Supplied text:
________

But the returns in a venture capital stack aren't always determined by the ownership level. Especially when liquidation preferences get involved. Let's say that each of those early venture rounds had a 1x preference and the Series C had a 2x -- again, not atypical. And what happens if this startup successfully grew to $25 million in revenues and gets an acquisition offer for 2x revenues from an industrial equipment OEM, which is pretty standard for such old-school acquirers. Well, unfortunately, that $50 million in value at exit gets completely eaten up by the Series C and Series B preferences. Series A and Common see none of it.
This is admittedly an overly simplified example; my apologies to my colleagues out there who are probably shaking their heads at the details. But hopefully, it gets the point across. If you are that startup CEO, having successfully grown a company from $0 to $25 million in revenues in four years, seeing valuations go up along the way, given such "standard" exit opportunities, are you going to take any of them? Heck no, not if you won't see anything yourself out of all that effort. Keep growing. Keep growing. At all costs, keep growing.
No, the venture capital math only works if you either sell for a very large amount of money ($200 million valuation for a $25 million revenue company, say), or you didn't raise many VC dollars to get to that exit point (the math in the example above looks very different if only $10 million in venture dollars were raised to get to that point, after all). But as noted, the problem in many of these businesses is that you need to access significant capital to deploy the assets in order to unlock the inflection points of value.

________

(Source records)
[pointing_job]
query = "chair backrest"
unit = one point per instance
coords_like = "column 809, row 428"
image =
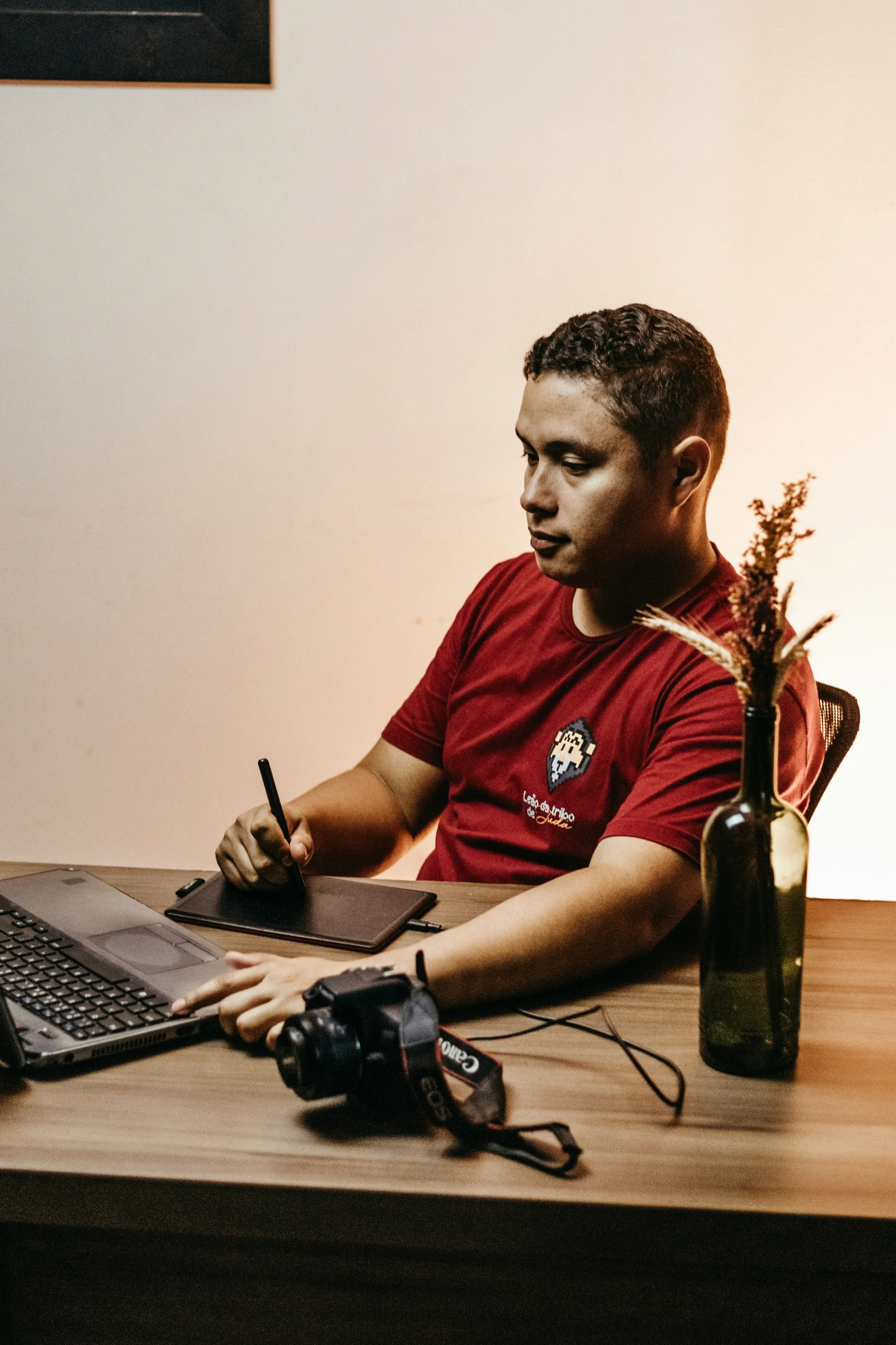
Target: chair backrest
column 840, row 721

________

Explore the material:
1. Retype the passage on venture capital returns word for word, starting with "But the returns" and going on through "none of it.".
2. Continue the passage on venture capital returns from the point where it stops.
None of the listing is needed here.

Answer list:
1.
But the returns in a venture capital stack aren't always determined by the ownership level. Especially when liquidation preferences get involved. Let's say that each of those early venture rounds had a 1x preference and the Series C had a 2x -- again, not atypical. And what happens if this startup successfully grew to $25 million in revenues and gets an acquisition offer for 2x revenues from an industrial equipment OEM, which is pretty standard for such old-school acquirers. Well, unfortunately, that $50 million in value at exit gets completely eaten up by the Series C and Series B preferences. Series A and Common see none of it.

2.
The answer, I increasingly believe, is to avoid leaning upon venture capital for much of the asset deployment financing at all. We need asset investment categories and VCs to work collaboratively with each other, including more early asset deployment capital alongside venture capital.
I had one entrepreneur come to me seeking a $30 million Series B round. He had only a couple of working units out in the market at that point. I pushed back on him (politely, of course). "Why are you raising so much venture capital at this point? You're not worth $60 million or more, right?" He explained patiently to me that he really only needed $10 million of venture capital, but that his customers didn't have much capital budget, so he also needed $20 million to be able to finance deployments at customer sites off of his own balance sheet. "Why don't you just raise a $10 million Series B and a $20 million side deployment fund," I asked him. "I would love to!" he replied, "But no one will do that for me!"
Well, that was a couple of years ago, and now such investors are starting to appear. This gives me a lot of hope for the next wave of cleantech investing, and in fact, it's become a focus for my firm as well. Venture capital, while crucial, shouldn't be the dominant story in the cleantech sector, in my opinion. The deployment of cash-generating assets should be financed by smart investors willing to take lower returns on such lower-risk investments, alongside and in alignment with correspondingly smaller amounts of venture capital. And as a result, the startup's capitalization tables will look a lot more reasonable to acquirers. Entrepreneurs will face less dilution and smaller preference stacks, and investors will get better returns as well. If the deployment capital is available and separate from VC capital, the VC math starts to make a lot more sense.
The basic challenge here is that VCs can't easily put capital into deployment capital pools, structurally. And the traditional project finance firms can't go so downscale in the manner we're talking about here, at least in the early stages. But those structural obstacles suggest that there's a big opportunity for investors with the flexibility to play both of these roles.